== Task inputs ==

▬▬▬▬▬▬▬▬▬▬

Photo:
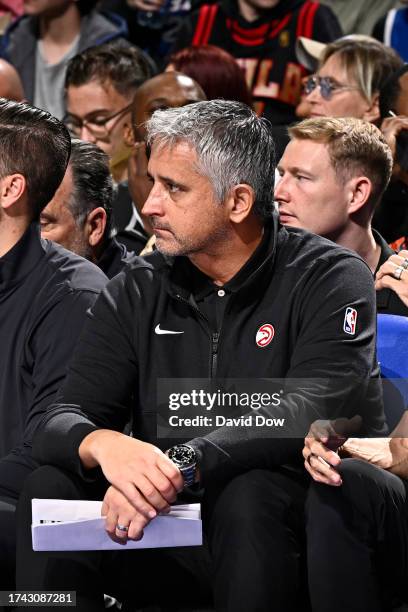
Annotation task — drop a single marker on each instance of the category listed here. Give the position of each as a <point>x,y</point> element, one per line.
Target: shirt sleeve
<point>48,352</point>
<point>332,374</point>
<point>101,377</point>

▬▬▬▬▬▬▬▬▬▬

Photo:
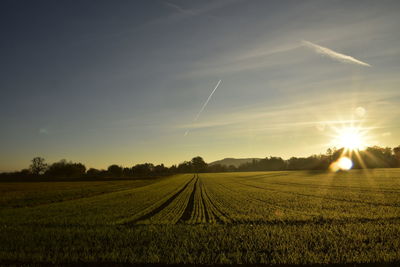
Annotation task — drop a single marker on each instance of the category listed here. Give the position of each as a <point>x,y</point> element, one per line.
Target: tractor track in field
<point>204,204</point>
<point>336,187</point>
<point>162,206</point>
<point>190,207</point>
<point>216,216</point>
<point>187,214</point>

▬▬▬▬▬▬▬▬▬▬

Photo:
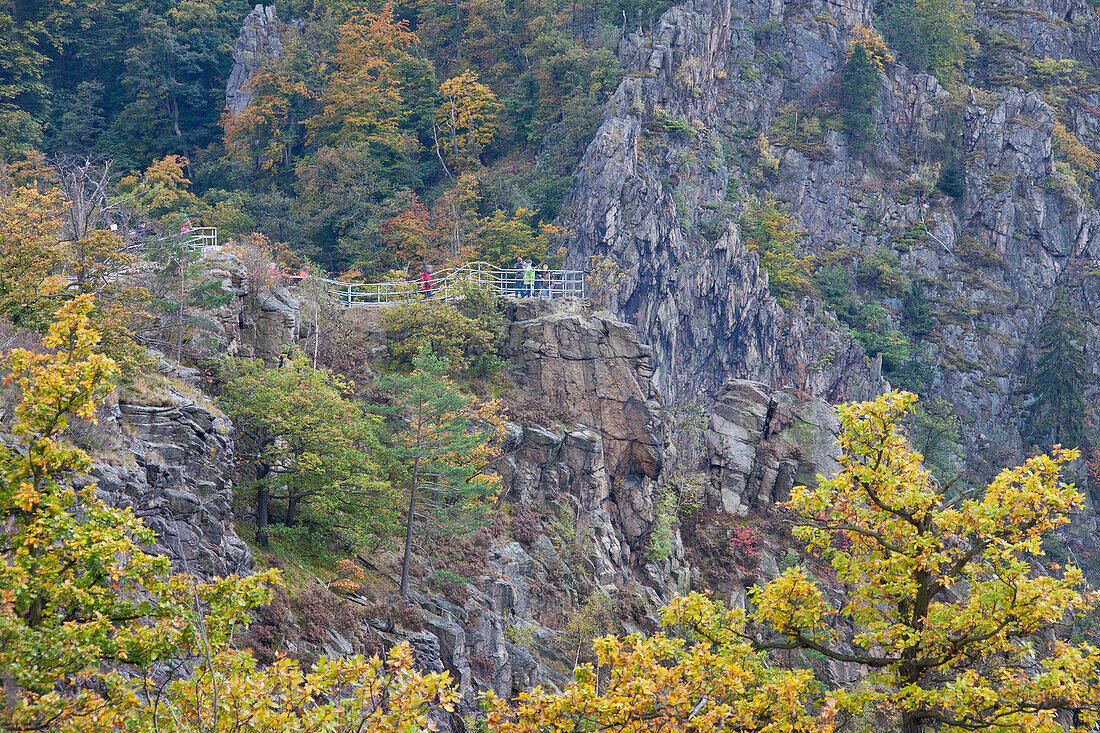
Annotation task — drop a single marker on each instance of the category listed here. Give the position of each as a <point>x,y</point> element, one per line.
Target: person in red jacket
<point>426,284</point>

▬▬▬▬▬▬▬▬▬▬

== The task ==
Collect every line from the records above that contains the string "Target", and copy each one out. Case counts.

== Written response ==
Target: shirt sleeve
Target: tractor track in field
Target: person in red jacket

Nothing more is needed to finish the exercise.